Problem description: Count the lines in the items below that contain the string "instance", and reply with the number alone.

Records from a data source:
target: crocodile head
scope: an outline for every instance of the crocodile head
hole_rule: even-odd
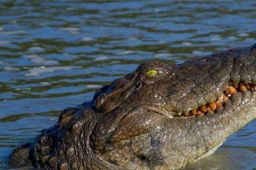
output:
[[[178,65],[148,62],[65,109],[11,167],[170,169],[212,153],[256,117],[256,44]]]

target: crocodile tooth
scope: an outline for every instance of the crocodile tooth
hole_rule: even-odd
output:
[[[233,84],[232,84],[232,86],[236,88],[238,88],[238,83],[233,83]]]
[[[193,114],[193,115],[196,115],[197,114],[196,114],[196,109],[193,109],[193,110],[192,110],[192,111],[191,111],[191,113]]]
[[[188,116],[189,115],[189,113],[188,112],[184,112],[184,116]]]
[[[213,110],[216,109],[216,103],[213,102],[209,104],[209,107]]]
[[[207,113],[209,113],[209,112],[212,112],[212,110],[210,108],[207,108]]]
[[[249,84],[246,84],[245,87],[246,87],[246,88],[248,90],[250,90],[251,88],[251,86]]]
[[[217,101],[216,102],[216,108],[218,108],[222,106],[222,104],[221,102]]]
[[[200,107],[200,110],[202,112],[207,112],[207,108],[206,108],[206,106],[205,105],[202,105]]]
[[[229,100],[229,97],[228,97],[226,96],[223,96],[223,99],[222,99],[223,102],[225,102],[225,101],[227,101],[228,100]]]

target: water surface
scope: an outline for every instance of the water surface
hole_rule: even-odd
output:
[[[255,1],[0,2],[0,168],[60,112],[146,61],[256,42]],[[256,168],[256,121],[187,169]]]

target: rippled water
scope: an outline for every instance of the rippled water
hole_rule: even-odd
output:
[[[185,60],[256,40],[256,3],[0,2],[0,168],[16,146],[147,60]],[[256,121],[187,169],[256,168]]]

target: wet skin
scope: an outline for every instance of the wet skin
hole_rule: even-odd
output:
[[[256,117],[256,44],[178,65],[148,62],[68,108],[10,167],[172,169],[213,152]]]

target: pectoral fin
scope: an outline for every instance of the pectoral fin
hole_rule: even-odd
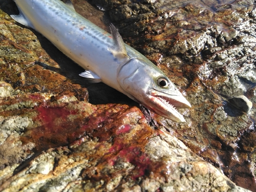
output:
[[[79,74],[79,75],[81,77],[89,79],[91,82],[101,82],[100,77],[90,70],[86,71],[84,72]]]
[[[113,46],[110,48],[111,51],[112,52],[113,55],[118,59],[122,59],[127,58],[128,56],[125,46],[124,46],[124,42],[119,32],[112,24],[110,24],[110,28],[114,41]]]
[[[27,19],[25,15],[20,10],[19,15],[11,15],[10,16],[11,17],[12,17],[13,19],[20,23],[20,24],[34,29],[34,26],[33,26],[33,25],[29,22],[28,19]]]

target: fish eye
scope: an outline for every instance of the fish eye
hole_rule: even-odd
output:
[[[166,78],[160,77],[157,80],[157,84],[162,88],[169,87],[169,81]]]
* * *
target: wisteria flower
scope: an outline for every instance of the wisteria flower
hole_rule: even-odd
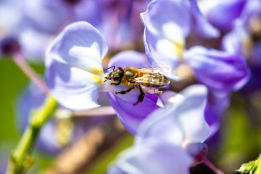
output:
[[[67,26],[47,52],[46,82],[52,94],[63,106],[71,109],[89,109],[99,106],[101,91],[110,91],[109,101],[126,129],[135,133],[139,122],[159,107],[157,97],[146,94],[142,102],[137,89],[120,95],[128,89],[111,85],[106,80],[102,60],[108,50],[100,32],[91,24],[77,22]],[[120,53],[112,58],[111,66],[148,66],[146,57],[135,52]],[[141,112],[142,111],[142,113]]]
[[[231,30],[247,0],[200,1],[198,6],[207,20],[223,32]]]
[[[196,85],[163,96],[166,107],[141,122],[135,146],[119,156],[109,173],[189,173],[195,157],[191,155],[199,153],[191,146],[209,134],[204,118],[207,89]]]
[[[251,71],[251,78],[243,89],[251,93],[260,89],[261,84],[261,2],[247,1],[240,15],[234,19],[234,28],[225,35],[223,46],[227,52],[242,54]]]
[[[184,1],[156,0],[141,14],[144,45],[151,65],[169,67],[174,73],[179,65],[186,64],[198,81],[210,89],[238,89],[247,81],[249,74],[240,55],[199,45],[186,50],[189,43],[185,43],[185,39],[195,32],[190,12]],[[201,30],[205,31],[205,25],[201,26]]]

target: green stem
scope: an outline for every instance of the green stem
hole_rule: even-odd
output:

Solution: 9